## Sección de texto
________

El guayabo populista

En varias ciudades de Estados Unidos la victoria de Biden (pero sobre todo la derrota de Trump) fue recibida con celebraciones en las calles como esta en Washington DC.

Trump perdió y aunque esto pronosticaban la mayoría de los modelos y encuestas, la verdad es que muchos analistas estaban nerviosos con el eventual resultado de las elecciones presidenciales estadounidenses y la posibilidad de que los pronósticos, así como en 2016, se equivocaran. Ahora, aunque la victoria de Joe Biden no fue tan aplastante como se esperaba y aunque la campaña de Donald Trump ha anunciado varias iniciativas para demandar los resultados, en el futuro cercano parecen haber pocas dudas al hecho que el próximo 20 de enero Biden asumirá su periodo como presidente. Los estadistas suelen asumir los retos de reconstruir las ruinas institucionales de revolucionarios y reaccionarios. El populismo deja muchas tareas a los hombres sensatos, que en ocasiones serán culpados por sus consecuencias. Biden enfrentará muchos retos sociales, económicos y políticos.

La división y polarización que vive el país es evidente. El Pew Research Center ha medido la distancia entre ideas políticas de los votantes de Trump y Biden, al igual que las percepciones negativas entre ellos. No es solo que piensen diametralmente diferente en asuntos como la migración, los derechos de las minorías o el manejo del COVID-19, es que consideran que las posturas y decisiones de otros ciudadanos son fundamentalmente inconvenientes para el país. De igual forma, la situación social y política, en particular con agendas como la reforma policial y la misma enconada oposición que los republicanos y el mismo Trump establezca, y la situación económica luego de meses de una pandemia global que todavía se resistirá meses en remitir, no son alentadoras.

Mientras todo esto se desenvuelve un poco, hay varias lecciones para todos en el ascenso y la caída de Donald Trump. Primero, incluso en entornos de escepticismo sobre las intenciones de los políticos, reconocer algún nivel de estatura moral en nuestros gobernantes es clave. Lo que se hace desde un lugar de poder semejante señala el camino de lo deseable o indeseable, permitido o reprochable en términos sociales. Tener a un hombre malo como gobernante no es cosa menos, incluso, si pudiera ser bueno en su trabajo (que Trump no lo era).

El populismo es un enemigo de todas las democracias y de la libertad y puede estar a cualquier vuelta de la esquina. Aunque Trump no es una anomalía de la cultura política estadounidense, sí es una de su sistema institucional. Una anomalía en el sistema no saca setenta millones de votos en su candidatura a la reelección. Es decir, sus visiones, ideas y formas no son extrañas para una parte de la población estadunidense conservadora, rural, blanca y temerosa de los cambios, en particular, los que tienen que ver con la composición racial de su país, pero todo el sistema electoral y político de Estados Unidos fue creado para evitar que personajes como Trump ganen la presidencia. El mismo sistema de elección presidencial por votos de electores por estado debía precisamente evitar el populismo y actuar como freno a posibles prospectos de tiranía a los ojos de los redactores constitucionales de la unión americana. De ahí que su derrota sea en partes iguales una victoria demócrata y una victoria de los ajustes institucionales puestos para sacarle el cuerpo a populistas y dictadores.

Lo segundo es la advertencia sobre la influencia de la polarizarización y las historias no concluidas en términos sociales para el riesgo populista. Una historia que países como Colombia, que gaguea en su disposición para asumir su posconflicto, debería tener muy presente. La robustez institucional estadounidense fue puesta duramente a prueba, y parece que sobrevivió el embate de un personaje como Trump. Países con tradiciones de estabilidad democrática menos fuertes pueden venirse abajo rápidamente si personajes como estos llegan al poder. Ese riesgo debería desvelar a los que nos preciamos de la democracia.

Mientras tanto, y mientras todo, no cabe sino alegrarse por unos días de que, en un año por lo demás cargado de giros inesperados, muertes excesivas y en general mala suerte, el redactor de la historia universal nos ha dado a muchos un respiro.

________

## Datos extraídos
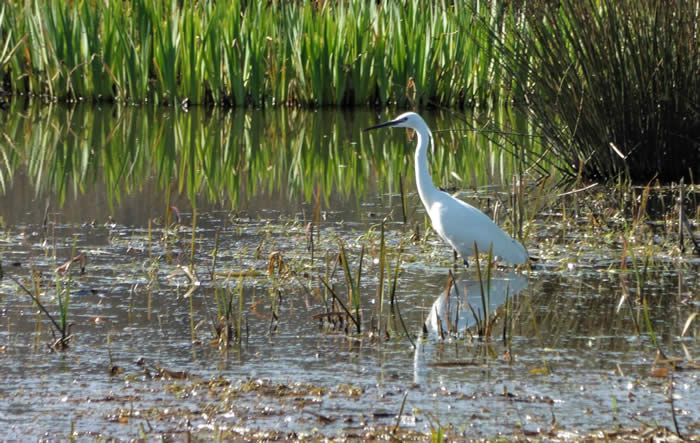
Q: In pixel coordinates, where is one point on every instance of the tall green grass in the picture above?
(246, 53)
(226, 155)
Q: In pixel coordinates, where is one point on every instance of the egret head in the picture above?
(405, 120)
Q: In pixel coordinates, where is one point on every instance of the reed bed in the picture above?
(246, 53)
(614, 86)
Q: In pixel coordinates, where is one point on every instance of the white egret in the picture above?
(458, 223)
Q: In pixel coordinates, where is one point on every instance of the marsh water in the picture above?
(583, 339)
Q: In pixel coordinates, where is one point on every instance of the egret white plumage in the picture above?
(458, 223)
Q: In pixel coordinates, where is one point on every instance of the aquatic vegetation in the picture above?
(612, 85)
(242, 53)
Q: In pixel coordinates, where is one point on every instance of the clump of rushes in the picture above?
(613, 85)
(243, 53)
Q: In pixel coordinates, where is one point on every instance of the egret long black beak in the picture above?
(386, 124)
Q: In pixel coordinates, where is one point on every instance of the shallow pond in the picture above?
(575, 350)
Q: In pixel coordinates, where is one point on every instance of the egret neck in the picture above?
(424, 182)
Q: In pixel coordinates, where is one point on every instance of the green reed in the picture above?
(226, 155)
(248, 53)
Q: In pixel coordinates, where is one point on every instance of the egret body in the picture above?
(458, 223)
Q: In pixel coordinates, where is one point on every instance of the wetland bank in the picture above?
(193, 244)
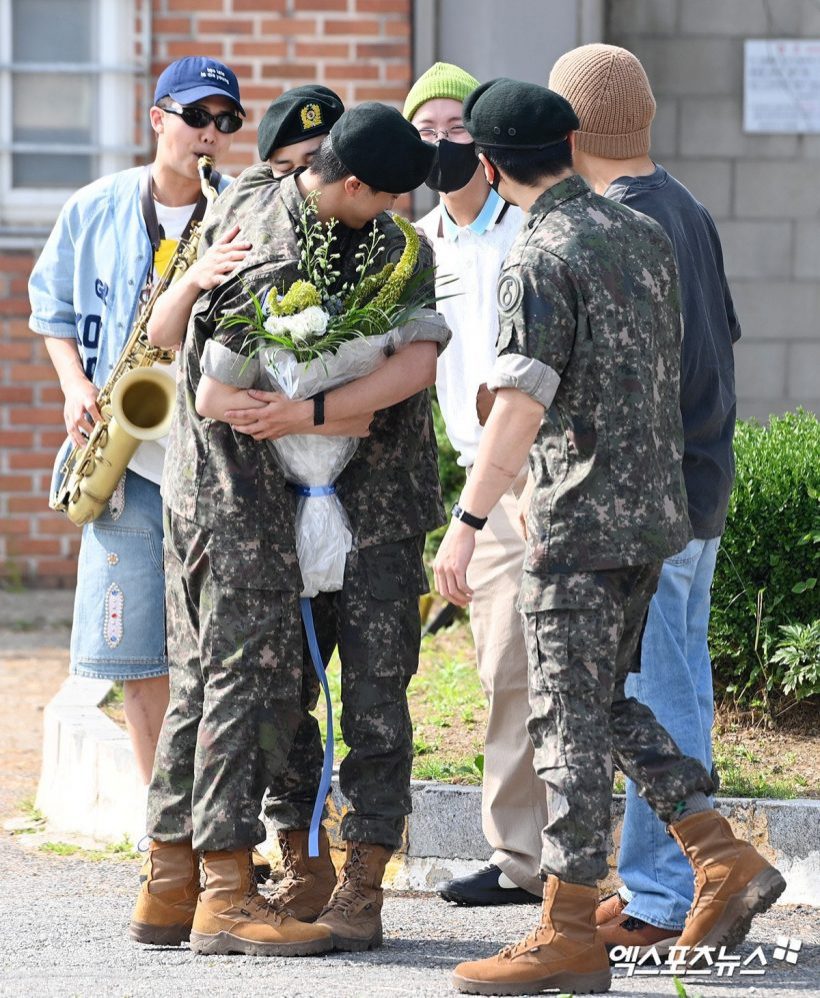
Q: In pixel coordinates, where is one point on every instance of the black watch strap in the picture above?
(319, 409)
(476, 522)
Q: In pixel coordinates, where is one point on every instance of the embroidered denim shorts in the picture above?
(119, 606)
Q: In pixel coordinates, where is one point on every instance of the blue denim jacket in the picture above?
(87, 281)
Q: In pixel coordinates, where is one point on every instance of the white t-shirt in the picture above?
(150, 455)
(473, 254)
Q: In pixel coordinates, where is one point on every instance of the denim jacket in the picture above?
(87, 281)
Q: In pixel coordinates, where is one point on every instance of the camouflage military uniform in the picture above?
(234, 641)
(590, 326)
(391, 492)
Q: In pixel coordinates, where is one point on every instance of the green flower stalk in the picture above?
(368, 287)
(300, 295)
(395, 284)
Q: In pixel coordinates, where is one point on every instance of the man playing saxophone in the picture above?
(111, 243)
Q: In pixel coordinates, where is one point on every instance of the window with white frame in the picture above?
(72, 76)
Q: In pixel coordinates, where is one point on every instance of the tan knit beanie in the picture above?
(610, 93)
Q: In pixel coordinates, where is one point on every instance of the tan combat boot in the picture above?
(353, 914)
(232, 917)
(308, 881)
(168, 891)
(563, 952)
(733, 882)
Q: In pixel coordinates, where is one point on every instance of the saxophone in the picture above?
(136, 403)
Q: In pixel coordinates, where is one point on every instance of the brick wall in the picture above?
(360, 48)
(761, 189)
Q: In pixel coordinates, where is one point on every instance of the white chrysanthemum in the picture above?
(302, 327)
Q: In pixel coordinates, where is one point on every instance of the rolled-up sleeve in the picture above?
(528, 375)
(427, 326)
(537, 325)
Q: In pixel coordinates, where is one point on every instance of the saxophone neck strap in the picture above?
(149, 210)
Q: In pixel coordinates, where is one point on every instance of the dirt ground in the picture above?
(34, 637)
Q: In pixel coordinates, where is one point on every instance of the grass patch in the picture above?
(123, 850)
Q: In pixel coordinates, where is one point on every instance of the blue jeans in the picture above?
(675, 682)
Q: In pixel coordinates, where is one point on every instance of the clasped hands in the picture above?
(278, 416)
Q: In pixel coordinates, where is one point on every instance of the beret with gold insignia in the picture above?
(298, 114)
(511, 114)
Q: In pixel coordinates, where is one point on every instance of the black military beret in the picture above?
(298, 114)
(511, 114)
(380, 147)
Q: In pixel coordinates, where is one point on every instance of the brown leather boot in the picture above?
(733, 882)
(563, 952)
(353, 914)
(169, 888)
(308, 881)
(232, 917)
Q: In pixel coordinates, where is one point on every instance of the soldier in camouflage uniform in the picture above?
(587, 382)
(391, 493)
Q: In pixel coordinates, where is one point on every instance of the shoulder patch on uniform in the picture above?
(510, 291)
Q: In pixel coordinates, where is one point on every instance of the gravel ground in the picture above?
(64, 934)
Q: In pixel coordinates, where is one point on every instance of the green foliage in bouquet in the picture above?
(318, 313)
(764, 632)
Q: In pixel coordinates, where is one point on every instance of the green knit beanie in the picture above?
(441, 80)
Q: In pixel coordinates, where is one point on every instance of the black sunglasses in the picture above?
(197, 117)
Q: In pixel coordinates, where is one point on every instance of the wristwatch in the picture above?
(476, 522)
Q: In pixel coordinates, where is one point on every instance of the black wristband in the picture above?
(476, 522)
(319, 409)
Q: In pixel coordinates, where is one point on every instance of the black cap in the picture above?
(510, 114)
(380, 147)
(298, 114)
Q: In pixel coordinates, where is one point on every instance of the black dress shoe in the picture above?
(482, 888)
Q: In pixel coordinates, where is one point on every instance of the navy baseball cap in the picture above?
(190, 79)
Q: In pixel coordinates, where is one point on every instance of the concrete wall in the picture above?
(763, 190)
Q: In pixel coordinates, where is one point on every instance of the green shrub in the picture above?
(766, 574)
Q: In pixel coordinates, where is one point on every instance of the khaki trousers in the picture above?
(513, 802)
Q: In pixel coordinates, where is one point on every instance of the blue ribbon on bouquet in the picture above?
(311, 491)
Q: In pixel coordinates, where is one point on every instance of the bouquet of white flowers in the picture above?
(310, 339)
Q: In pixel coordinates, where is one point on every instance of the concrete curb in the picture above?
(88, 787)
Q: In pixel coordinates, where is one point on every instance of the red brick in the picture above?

________

## Lista de ejercicios
A – Según el texto sobre la derrota de Trump, ¿en qué fecha asumirá Biden su periodo como presidente?
B – Devuelve del texto sobre la derrota de Trump todo el pasaje que va desde "La división y" hasta "no son alentadoras.".
Los registros no intervienen en esto.

## Ejercicio resuelto
A – El próximo 20 de enero.

B –
La división y polarización que vive el país es evidente. El Pew Research Center ha medido la distancia entre ideas políticas de los votantes de Trump y Biden, al igual que las percepciones negativas entre ellos. No es solo que piensen diametralmente diferente en asuntos como la migración, los derechos de las minorías o el manejo del COVID-19, es que consideran que las posturas y decisiones de otros ciudadanos son fundamentalmente inconvenientes para el país. De igual forma, la situación social y política, en particular con agendas como la reforma policial y la misma enconada oposición que los republicanos y el mismo Trump establezca, y la situación económica luego de meses de una pandemia global que todavía se resistirá meses en remitir, no son alentadoras.